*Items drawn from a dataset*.
----

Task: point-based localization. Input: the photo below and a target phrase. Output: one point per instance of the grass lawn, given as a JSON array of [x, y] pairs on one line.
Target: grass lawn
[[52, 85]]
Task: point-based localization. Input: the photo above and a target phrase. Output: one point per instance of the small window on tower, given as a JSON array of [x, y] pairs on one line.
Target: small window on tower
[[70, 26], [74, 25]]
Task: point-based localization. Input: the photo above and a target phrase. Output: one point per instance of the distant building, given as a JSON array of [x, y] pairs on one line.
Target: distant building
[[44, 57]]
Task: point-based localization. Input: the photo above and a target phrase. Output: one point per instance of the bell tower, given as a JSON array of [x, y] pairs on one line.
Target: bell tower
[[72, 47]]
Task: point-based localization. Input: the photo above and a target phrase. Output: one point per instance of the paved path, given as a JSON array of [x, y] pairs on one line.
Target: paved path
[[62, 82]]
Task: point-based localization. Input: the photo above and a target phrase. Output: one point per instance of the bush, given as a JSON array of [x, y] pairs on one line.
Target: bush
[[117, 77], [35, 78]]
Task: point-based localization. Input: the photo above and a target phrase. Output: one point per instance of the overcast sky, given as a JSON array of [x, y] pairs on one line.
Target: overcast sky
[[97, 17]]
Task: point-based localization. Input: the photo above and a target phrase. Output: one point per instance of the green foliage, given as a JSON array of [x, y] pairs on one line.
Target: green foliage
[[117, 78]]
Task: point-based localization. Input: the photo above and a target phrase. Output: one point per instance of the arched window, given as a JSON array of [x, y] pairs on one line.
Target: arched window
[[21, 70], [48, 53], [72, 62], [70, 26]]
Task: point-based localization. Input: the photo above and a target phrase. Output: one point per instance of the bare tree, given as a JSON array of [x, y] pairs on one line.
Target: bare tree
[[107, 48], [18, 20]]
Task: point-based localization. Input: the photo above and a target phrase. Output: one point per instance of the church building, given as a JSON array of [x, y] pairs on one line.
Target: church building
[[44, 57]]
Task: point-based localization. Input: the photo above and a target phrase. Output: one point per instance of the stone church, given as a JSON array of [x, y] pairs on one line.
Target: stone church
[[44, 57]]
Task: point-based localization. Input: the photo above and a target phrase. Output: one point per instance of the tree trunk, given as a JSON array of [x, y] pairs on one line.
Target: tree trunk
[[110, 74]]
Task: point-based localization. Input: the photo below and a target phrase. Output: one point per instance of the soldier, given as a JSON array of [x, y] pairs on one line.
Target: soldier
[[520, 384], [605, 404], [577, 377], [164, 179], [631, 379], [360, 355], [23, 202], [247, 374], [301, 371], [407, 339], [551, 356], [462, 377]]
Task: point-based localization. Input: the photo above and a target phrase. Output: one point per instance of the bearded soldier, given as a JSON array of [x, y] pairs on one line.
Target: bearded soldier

----

*PROBLEM STATEMENT*.
Reproduce all of the lines above word for word, without any alteration.

*SOLUTION FOR THIS PROBLEM*.
Task: point-based localization. Input: the photo below and a target phrase. Output: one point per instance of the grass lawn, given as a JSON array of [x, y] pairs on one line.
Target: grass lawn
[[52, 85]]
Task: point-based localization. Input: the photo above and a target phrase. Output: one point per instance of the small window on tower, given as a JSON array of [x, y] pairs on one line.
Target: small window on tower
[[70, 26], [74, 25]]
Task: point-based localization. Input: the photo above and a target phrase. Output: one point per instance of the distant building, given as a JSON array of [x, y] pairs on one line.
Target: distant building
[[44, 57]]
Task: point-based localization. Input: the photo above and a target phrase. Output: one point per instance of the bell tower, given as a JSON array of [x, y] pairs on one line.
Target: bell tower
[[72, 47]]
Task: point-based localization. Input: the photo above and a target phrase. Output: one point per instance of the paved path, given as a JSON array of [x, y] pairs on one line.
Target: paved path
[[62, 82]]
Task: point-based localization. Input: the photo above and a target phrase. Output: one point per instance of the bush, given as a JSON array of [x, y] pairs on one line.
Target: bush
[[117, 77], [35, 78]]
Task: point-based localization. Input: the photo above and a target phrase. Output: one point per instance of the overcast sky, given as a JSON array of [x, y] pairs on one line.
Target: overcast sky
[[97, 17]]
Task: point-based localization. Input: the photo above and a target phrase. Output: one point per instance of the green foliage, given as a JSON array of [x, y] pairs on one line.
Target: green foliage
[[117, 78]]
Task: point-based localization. Input: the photo above and a target phrase. Output: one point per instance of the arched window, given as a JSON array of [x, y] pairs on one line.
Target: arched window
[[21, 70], [48, 53], [72, 62], [70, 26]]
Task: point-based localization. Input: the photo above and a target phrase. Output: one point per instance of the bare tree, given as a JSON array of [x, y] pairs on one line.
Target: bare tree
[[107, 48], [18, 20]]
Task: point-based localization. Input: the photo above and a target phrase. Output: one point per instance of the church building, given as a JSON array of [x, y] pairs on one line.
Target: church building
[[44, 57]]
Task: point-based localization. Input: the photo above and a target phrase. Output: one point per instance of the stone church, given as a JSON array of [x, y] pairs on one line.
Target: stone church
[[44, 57]]
Task: point-based localization. Input: the photo above and a target phrase. Output: one point per instance of the tree trunk, given as a JSON array of [x, y] pairs on one line.
Target: tree trunk
[[110, 74]]
Task: point-based localization. Input: the photo below and a target phrase. Output: one point per instance of the soldier, given as a JSON array of [x, y] pairs on one line.
Target: soldier
[[520, 384], [605, 404], [577, 377], [164, 179], [631, 379], [360, 355], [23, 202], [247, 374], [301, 371], [407, 339], [551, 356], [462, 377]]
Task: point-based localization. Input: the photo above and a target phrase. Output: one point per instance of the bearded soldier, given as a JSON array of [x, y] pairs on one line.
Target: bearded soldier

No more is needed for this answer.